**DIRECTION**
List each line in the rows below that contains the word "cushion". Copy every such line in full.

**DATASET EXTRACT**
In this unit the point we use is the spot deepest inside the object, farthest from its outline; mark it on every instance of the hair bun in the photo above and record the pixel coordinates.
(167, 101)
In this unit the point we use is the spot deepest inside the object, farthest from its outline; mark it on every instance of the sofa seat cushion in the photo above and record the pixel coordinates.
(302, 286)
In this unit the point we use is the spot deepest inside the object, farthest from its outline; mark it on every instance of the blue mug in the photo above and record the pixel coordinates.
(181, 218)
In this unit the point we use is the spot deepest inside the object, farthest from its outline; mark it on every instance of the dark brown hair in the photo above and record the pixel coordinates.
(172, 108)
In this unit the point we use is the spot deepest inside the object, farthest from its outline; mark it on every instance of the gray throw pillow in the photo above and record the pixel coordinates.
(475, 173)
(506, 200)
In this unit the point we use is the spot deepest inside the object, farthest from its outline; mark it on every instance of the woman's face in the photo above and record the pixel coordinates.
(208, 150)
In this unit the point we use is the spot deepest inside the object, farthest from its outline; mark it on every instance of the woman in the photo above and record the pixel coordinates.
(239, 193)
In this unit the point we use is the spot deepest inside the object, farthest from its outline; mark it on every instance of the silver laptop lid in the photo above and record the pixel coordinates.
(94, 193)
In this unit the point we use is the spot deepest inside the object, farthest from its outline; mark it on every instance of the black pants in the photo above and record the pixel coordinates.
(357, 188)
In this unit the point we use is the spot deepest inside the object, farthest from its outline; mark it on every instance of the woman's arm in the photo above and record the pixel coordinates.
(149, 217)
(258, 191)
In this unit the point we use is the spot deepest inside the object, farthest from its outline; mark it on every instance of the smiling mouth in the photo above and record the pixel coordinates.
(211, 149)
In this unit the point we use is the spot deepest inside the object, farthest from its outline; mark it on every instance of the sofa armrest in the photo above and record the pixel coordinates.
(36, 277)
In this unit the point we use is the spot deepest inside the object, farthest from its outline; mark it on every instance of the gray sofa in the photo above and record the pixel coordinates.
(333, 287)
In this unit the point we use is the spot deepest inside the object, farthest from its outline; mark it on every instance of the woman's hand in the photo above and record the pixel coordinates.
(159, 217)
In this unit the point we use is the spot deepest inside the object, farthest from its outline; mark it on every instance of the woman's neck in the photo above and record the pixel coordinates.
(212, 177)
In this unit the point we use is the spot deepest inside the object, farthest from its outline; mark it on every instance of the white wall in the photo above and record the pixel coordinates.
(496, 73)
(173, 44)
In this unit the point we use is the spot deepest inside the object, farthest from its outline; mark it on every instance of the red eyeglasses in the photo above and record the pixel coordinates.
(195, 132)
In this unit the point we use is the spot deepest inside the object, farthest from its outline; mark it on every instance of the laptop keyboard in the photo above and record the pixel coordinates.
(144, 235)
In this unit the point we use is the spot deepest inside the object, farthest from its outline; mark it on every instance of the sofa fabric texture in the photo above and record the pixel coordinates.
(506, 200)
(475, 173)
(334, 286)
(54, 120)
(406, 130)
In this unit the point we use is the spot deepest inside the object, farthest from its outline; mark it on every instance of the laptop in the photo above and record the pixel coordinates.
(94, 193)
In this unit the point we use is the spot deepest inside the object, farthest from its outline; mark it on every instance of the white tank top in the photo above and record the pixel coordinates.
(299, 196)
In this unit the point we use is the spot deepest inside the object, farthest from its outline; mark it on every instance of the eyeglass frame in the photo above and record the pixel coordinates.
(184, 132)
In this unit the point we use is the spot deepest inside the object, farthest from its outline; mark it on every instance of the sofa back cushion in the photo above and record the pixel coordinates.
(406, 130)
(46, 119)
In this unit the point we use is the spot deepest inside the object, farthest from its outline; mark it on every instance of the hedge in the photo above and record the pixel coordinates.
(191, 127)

* * *

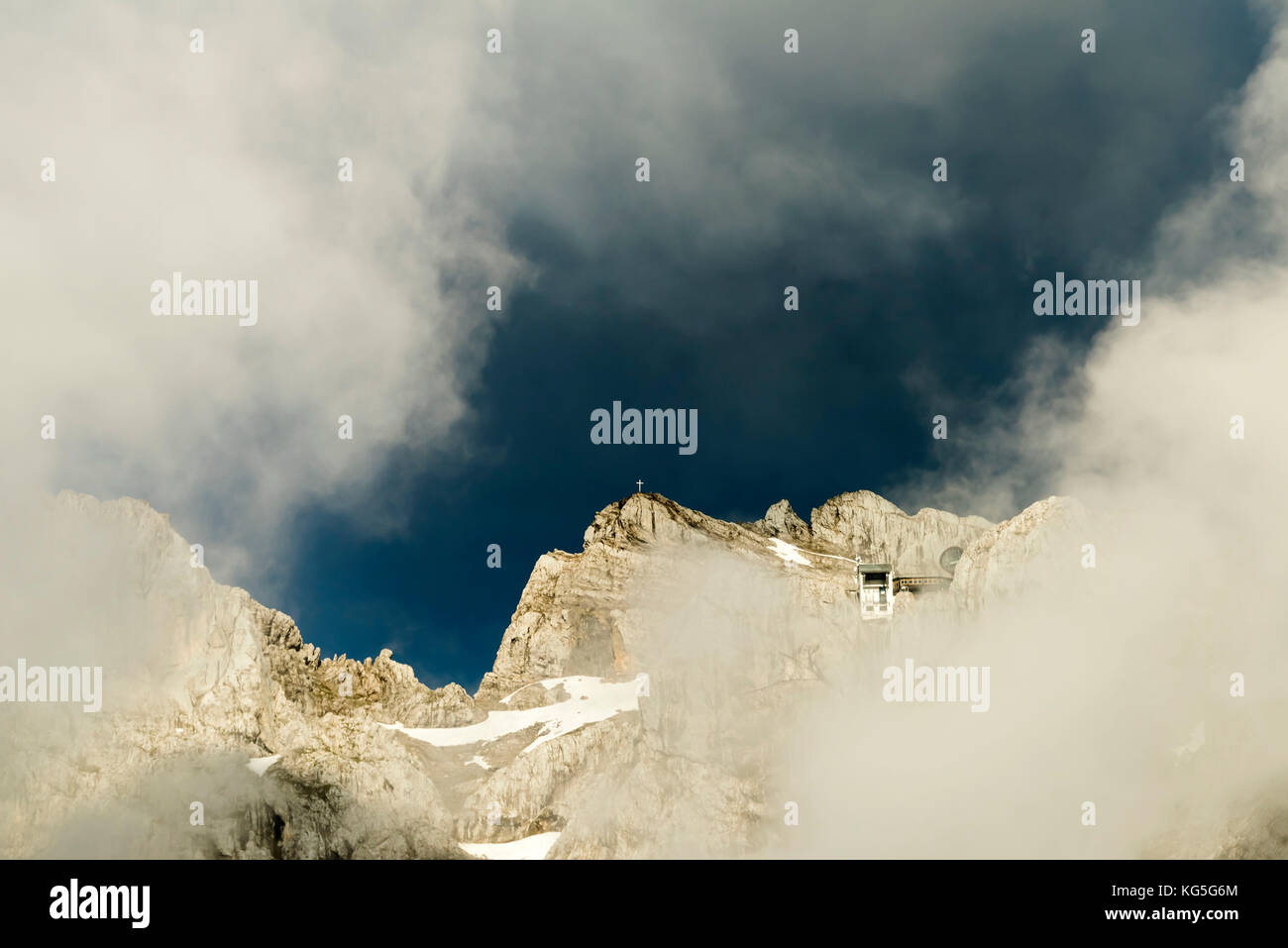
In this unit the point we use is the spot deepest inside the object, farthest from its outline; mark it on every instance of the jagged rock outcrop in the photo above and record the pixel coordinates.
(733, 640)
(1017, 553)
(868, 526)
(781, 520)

---

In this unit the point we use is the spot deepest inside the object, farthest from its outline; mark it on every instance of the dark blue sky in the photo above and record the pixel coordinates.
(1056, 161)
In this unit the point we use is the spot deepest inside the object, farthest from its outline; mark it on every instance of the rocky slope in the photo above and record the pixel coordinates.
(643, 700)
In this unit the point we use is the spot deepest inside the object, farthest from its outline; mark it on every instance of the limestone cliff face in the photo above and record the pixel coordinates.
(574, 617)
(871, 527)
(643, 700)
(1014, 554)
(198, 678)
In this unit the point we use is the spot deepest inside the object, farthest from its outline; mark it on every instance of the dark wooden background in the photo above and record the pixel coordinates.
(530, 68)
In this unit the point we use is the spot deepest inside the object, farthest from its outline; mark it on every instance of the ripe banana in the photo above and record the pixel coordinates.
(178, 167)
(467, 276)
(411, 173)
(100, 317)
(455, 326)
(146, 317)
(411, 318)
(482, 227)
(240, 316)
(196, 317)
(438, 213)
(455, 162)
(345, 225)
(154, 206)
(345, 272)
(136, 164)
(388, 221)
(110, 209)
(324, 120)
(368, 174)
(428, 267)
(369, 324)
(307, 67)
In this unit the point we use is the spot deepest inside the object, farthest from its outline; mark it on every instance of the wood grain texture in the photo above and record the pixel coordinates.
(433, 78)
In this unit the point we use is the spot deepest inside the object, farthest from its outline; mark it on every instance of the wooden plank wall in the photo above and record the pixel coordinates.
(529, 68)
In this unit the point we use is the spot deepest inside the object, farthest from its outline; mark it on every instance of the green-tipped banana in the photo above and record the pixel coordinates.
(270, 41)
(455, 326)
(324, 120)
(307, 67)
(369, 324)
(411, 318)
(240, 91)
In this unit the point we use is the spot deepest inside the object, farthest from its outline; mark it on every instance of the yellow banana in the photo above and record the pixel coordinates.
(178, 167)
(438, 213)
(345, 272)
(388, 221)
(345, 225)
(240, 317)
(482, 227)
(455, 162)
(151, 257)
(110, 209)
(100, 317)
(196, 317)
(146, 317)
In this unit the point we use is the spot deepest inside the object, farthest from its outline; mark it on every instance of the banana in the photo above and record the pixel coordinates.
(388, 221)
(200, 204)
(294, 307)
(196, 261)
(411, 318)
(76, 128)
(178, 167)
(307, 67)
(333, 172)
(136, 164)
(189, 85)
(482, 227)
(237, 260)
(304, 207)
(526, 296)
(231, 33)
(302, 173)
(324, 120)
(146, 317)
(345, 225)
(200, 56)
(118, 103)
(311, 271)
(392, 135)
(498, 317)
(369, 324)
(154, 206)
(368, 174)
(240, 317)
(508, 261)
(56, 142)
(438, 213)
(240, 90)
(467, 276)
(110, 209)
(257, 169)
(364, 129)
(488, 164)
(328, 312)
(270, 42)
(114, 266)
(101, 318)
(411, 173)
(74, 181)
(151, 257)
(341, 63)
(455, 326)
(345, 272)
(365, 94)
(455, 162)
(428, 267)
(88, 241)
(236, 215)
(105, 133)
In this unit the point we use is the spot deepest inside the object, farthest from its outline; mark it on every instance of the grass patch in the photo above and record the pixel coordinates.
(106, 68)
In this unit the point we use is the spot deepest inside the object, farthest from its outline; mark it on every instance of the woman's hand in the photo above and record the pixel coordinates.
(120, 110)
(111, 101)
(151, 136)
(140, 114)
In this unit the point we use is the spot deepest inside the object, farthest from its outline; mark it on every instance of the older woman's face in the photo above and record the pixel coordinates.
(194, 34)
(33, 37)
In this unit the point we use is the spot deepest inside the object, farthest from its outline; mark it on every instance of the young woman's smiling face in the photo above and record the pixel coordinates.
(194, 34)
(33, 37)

**REPLY**
In this unit the point we use is the spot deepest inside the object, farthest from its outline; mark it on every instance of the sofa seat cushion in the photo above and record the pixel coordinates.
In this unit the point we use is the spot deepest inside the object, farthest from its outline; mark it on every instance of the sofa back cushion in the photo above and record the pixel coordinates.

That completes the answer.